> Your objective
Check every line of the entries below for "tiled", and copy the lines that have it.

> Records supplied

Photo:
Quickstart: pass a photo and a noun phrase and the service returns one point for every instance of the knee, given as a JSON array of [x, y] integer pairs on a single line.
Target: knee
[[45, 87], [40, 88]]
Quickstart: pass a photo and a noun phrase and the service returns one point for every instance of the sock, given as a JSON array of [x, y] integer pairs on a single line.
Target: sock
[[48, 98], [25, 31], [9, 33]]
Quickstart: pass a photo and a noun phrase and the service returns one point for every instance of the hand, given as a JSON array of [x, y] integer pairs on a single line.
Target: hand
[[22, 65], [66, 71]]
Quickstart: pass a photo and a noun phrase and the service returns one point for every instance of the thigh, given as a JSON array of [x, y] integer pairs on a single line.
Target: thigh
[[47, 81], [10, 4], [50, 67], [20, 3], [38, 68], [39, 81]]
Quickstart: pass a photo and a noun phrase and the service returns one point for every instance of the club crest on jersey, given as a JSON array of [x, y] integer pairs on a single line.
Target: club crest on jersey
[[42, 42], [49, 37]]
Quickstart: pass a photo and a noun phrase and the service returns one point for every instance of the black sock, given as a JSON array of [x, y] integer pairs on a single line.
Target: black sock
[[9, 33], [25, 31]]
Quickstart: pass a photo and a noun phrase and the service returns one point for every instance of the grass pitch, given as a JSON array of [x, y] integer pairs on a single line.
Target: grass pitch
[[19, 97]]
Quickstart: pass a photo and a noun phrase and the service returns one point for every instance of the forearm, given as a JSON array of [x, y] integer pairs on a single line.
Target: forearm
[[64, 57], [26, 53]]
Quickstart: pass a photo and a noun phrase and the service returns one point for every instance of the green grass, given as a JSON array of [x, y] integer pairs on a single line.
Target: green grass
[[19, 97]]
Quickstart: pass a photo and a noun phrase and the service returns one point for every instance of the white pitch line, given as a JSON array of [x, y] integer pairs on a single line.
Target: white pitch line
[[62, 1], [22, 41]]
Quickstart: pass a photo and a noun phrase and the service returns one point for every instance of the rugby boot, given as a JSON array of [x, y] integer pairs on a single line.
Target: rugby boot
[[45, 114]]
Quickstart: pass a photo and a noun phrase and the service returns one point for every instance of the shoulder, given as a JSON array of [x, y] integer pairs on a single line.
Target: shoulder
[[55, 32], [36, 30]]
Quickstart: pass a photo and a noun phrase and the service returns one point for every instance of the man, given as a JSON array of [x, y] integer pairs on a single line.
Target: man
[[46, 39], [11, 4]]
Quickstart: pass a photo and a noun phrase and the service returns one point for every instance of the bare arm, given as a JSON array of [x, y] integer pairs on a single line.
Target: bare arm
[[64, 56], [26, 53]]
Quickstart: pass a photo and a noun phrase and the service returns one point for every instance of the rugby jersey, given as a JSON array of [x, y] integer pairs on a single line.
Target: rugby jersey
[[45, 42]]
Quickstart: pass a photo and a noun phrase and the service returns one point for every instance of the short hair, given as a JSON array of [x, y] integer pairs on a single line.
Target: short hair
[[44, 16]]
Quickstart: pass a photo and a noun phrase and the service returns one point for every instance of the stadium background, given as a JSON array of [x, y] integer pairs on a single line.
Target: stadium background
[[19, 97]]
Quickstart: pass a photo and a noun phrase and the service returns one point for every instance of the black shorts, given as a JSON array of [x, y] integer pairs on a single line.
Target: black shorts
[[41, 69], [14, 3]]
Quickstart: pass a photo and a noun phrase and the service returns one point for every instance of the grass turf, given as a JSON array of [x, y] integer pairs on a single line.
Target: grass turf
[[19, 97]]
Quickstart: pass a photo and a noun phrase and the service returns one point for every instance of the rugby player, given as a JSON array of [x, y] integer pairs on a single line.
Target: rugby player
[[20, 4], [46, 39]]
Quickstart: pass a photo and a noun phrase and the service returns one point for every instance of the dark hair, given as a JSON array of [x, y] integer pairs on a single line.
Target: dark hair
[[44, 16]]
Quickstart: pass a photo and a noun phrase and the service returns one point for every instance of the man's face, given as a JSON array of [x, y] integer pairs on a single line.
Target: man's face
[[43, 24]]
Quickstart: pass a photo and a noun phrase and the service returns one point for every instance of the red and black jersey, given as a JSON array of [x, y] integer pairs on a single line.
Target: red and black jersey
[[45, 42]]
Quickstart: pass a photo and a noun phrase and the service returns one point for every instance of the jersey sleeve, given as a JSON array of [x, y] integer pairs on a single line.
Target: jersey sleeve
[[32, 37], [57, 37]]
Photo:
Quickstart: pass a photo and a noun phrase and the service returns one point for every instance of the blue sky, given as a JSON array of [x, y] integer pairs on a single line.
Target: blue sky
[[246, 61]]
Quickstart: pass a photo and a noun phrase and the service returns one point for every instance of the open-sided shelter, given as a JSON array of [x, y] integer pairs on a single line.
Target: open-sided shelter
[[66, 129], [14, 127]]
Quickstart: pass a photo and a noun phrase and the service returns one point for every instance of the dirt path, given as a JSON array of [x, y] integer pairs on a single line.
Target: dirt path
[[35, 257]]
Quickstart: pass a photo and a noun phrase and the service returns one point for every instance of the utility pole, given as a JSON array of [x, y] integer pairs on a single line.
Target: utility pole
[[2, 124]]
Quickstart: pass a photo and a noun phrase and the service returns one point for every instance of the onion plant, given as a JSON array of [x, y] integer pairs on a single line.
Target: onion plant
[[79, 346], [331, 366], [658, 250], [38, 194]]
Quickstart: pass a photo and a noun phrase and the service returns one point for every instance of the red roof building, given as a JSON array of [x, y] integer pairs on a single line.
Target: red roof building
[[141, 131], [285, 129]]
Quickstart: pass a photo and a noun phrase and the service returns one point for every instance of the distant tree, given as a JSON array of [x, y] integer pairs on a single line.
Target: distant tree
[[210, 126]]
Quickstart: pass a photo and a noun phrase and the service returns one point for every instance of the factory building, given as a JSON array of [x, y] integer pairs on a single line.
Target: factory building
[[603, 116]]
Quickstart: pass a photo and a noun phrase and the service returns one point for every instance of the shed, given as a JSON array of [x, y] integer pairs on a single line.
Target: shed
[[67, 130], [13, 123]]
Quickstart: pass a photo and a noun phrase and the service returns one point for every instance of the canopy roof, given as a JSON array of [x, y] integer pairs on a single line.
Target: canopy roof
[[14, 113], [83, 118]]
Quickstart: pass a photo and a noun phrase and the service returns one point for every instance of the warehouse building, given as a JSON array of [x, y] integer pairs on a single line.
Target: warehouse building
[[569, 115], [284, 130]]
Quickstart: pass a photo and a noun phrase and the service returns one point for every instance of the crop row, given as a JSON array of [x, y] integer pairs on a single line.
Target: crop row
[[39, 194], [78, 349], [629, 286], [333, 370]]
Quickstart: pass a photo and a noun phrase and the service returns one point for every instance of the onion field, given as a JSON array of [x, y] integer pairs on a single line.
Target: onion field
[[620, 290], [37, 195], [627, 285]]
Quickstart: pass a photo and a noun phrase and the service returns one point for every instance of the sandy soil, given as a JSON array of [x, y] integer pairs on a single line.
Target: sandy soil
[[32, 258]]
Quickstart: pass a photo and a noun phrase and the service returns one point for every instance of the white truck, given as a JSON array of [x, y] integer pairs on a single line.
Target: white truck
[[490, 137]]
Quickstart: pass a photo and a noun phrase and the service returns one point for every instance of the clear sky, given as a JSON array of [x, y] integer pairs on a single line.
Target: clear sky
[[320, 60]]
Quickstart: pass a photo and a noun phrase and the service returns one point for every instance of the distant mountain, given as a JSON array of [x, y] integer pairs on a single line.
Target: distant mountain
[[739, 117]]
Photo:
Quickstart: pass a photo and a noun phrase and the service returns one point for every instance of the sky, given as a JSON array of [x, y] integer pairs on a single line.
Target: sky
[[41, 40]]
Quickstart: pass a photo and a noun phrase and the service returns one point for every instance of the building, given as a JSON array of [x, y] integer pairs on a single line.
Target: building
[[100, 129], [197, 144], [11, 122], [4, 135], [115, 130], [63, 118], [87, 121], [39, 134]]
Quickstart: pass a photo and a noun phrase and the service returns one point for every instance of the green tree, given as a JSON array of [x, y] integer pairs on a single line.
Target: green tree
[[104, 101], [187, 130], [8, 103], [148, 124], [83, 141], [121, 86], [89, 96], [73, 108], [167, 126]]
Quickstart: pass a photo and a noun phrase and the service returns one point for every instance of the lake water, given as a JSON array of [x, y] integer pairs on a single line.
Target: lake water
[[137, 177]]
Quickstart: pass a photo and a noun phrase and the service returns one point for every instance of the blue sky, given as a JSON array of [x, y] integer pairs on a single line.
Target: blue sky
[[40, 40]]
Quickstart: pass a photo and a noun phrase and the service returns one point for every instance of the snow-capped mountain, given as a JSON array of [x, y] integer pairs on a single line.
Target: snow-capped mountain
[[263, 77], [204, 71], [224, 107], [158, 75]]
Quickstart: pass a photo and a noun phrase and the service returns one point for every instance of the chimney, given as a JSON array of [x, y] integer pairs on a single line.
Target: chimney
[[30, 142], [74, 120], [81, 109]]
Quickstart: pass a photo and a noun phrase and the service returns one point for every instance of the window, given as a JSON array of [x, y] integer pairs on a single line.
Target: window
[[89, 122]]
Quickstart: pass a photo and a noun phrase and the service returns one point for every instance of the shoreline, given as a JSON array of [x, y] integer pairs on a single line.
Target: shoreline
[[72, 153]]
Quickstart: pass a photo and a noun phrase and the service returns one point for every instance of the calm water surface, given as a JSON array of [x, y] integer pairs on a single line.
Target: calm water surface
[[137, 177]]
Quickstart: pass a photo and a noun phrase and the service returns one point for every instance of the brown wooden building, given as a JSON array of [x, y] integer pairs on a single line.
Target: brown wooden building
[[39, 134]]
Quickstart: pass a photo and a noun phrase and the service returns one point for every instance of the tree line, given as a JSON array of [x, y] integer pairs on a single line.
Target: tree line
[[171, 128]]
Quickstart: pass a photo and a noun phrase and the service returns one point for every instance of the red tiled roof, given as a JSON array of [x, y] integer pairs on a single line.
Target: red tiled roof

> Written solution
Quickstart: pass a photo and a noun phrase and the service returns one point for every instance of the red tiled roof, given as a JSON array of [x, y] integer pairs on a single line.
Target: red tiled roof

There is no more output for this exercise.